Problem details
Print the records exactly. Miss nothing.

Recorded information
*** Block opens ***

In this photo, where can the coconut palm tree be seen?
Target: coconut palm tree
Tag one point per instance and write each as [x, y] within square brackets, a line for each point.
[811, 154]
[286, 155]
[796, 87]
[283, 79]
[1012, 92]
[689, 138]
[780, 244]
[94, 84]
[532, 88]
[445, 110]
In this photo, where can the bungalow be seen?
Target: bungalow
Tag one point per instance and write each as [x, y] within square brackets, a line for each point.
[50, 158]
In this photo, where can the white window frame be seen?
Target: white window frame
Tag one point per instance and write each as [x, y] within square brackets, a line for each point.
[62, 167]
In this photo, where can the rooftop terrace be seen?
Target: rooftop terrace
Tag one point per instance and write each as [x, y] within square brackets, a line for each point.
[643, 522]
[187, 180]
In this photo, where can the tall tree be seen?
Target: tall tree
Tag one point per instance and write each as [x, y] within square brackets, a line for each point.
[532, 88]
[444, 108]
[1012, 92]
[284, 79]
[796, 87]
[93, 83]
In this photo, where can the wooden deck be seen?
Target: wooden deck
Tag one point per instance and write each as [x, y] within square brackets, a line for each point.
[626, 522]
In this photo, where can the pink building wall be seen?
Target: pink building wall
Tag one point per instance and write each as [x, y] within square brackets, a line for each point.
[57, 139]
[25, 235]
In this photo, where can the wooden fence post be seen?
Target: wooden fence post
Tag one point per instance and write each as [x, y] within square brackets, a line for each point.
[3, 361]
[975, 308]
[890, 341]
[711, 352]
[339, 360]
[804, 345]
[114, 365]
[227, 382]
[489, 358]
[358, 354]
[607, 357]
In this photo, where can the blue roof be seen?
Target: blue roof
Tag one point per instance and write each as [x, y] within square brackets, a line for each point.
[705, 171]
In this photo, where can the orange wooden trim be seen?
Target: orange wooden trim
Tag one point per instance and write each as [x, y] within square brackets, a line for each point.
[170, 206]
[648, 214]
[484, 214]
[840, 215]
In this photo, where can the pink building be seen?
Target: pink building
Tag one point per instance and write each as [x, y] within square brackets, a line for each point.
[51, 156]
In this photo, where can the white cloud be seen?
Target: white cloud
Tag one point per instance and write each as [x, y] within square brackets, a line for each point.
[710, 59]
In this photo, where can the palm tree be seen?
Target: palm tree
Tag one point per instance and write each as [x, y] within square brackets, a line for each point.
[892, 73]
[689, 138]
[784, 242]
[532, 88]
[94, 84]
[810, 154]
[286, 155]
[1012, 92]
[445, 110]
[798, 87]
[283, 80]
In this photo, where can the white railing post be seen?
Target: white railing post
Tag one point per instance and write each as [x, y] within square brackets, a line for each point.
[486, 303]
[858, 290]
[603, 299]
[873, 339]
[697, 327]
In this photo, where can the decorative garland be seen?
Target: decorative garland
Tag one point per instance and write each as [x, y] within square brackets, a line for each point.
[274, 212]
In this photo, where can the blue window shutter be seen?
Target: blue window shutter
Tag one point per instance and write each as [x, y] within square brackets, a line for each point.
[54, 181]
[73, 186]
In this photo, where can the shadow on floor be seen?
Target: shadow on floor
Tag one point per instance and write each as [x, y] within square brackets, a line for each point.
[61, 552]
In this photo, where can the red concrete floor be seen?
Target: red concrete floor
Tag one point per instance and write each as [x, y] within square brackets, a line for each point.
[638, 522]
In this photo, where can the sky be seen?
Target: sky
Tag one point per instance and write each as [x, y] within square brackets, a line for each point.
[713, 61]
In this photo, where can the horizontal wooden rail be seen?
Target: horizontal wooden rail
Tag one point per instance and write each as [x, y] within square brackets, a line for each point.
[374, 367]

*** Block closes ***

Answer to this task
In this photo, where can the coconut palm tree be seen?
Target: coconut palm tree
Tag one point per instance and write each as [x, y] within square brackets, a line for each point.
[811, 154]
[286, 155]
[796, 87]
[283, 79]
[1012, 92]
[689, 138]
[780, 244]
[94, 84]
[532, 88]
[445, 110]
In this photo, where can the bungalow be seen?
Target: bungalow
Tag one point per instance and write each as [x, y] within square brackets, a line for each point.
[50, 158]
In this photo, where can the white window frame be seen?
Target: white window frame
Tag one point per instance and write each as [x, y] within square brackets, a line for each point.
[62, 167]
In this photo, where can the rooftop terrace be seen?
Target: rooftop terrace
Tag one point per instance and write each as [x, y] within square brackets, a line for each point.
[643, 522]
[187, 180]
In this photo, where can the tall tree be seen?
Target: tall tree
Tag one point per instance and write each as [x, y] within square brackets, a line for each point.
[532, 88]
[444, 108]
[1012, 92]
[284, 79]
[796, 87]
[93, 83]
In this photo, where can the wooden deck be seen?
Target: wooden deck
Tag one point per instance and write each as [x, y] within square brackets, a line for each point.
[626, 522]
In this photo, where can the pink building wall be seen?
Target: pink building wall
Tag one point per instance and write each as [x, y] within square brackets, a line for each point.
[57, 139]
[25, 235]
In this photo, where can the wooden fence post be seen?
Target: wooden fence post
Tag one point per instance and write each as [x, y] within square brackets, a line for each point.
[3, 361]
[975, 308]
[890, 341]
[711, 352]
[339, 360]
[804, 345]
[114, 365]
[227, 382]
[489, 358]
[358, 354]
[607, 357]
In this photo, where can the blue roof be seen?
Target: blue roof
Tag one point per instance and write each as [x, y] within square brackets, a line for each point.
[705, 171]
In this photo, where can the orange wooden trim be seen?
Target: orange wooden trim
Tag one point per instance and write each as [x, y] within square brackets, a line for each point.
[170, 206]
[648, 214]
[484, 214]
[840, 215]
In this photo, where can the pink building be seen?
Target: pink building
Tag one point per instance and write each as [x, y] within square brackets, a line for each point.
[51, 156]
In this photo, where can the white cloud be seen?
Target: white cloud
Tag one point per instance and write each as [x, y] within square brackets, a line for each point.
[710, 59]
In this photo, where can the palm tree be seen?
Target: palm tree
Tag one point per instance and write each as [x, y] within square brackets, a line for each point.
[892, 73]
[689, 138]
[784, 242]
[532, 88]
[94, 84]
[810, 154]
[286, 155]
[1012, 92]
[445, 110]
[798, 87]
[283, 80]
In this photo, where can the white railing post be seen?
Target: white railing post
Tag one point per instance and write each as [x, y] within square brackets, a line for each point.
[486, 303]
[858, 290]
[603, 299]
[873, 339]
[697, 327]
In this photo, where can the decorative garland be seen?
Target: decorative garland
Tag one point per instance and write each as [x, y] within square brackets, a line for each point.
[274, 212]
In this photo, where can the blue window shutter be seen?
Target: blue window shutter
Tag one point per instance and write each as [x, y] within square brackets, a line for each point.
[54, 181]
[73, 186]
In this photo, where can the shadow on floor be seen?
Target: shadow on floor
Tag one point per instance and write each as [x, y] within square brackets, a line for each point.
[61, 552]
In this photo, where can the red concrete floor be seen?
Target: red concrete floor
Tag one point per instance and write each as [x, y] within square brackets, a line for each point.
[638, 522]
In this photo, where can the sky be seen?
Target: sky
Tag one point per instance and write each as [x, y] within square brackets, a line for each point.
[713, 61]
In this photo, where can the horizontal wooden rail be seen?
Target: horizontal wooden rail
Tag one point per instance and write each as [x, y] within square brackets, a line for each point.
[374, 367]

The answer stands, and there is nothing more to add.